##### Information #####

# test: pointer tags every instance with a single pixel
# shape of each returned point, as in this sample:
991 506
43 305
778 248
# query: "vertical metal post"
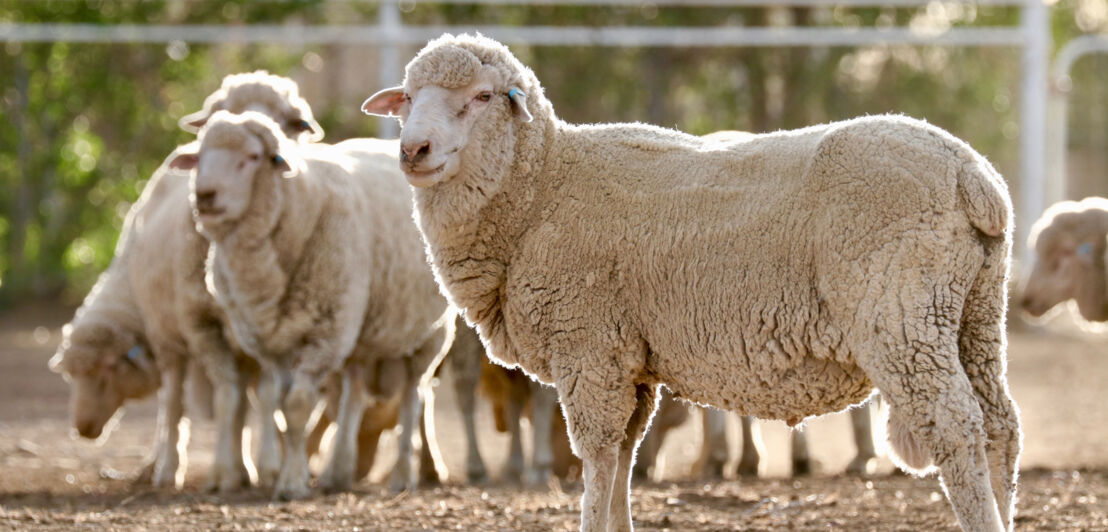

#####

### About this exercise
From the line holding "# shape of each" down to the final line of the entries above, print every line exactly. Pictures do not go in.

### Worked solution
# shape of each returned point, as in this sample:
991 506
43 305
778 248
# query: "vertical metal post"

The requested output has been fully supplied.